**INSTRUCTIONS FOR THE TASK:** Reproduce the material below verbatim, leaving out any pictures.

Excerpts from a point labeling dataset
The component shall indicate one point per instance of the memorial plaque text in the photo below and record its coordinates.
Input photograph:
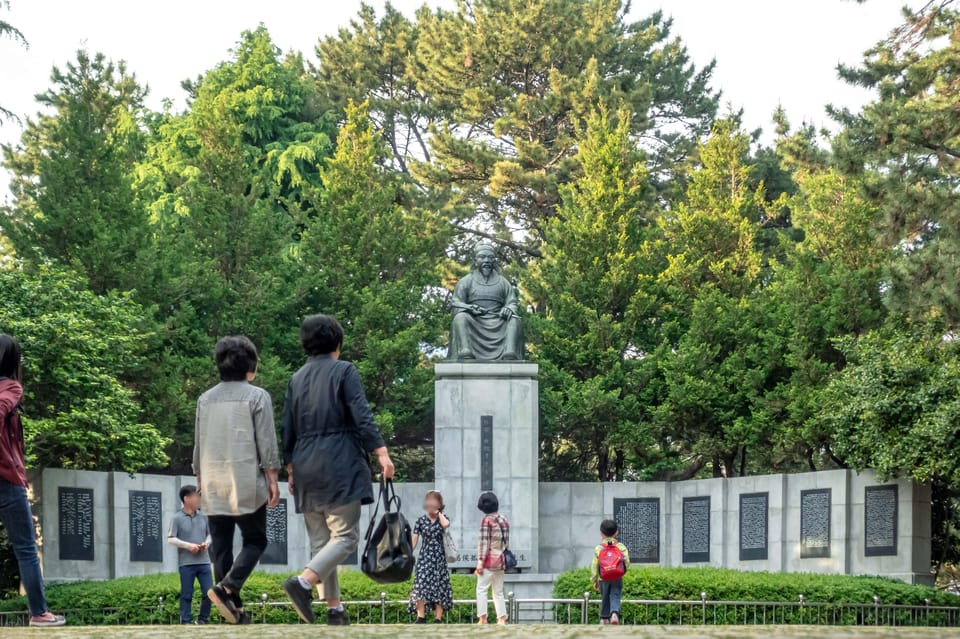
(639, 523)
(486, 452)
(146, 525)
(75, 509)
(696, 529)
(815, 523)
(880, 520)
(276, 551)
(753, 525)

**REPLY:**
The component shall indicate one point per instance of the memorial plaque text in the photo below and record its coordinates.
Input photograph:
(639, 523)
(486, 452)
(146, 525)
(75, 509)
(696, 529)
(815, 523)
(880, 520)
(276, 551)
(753, 525)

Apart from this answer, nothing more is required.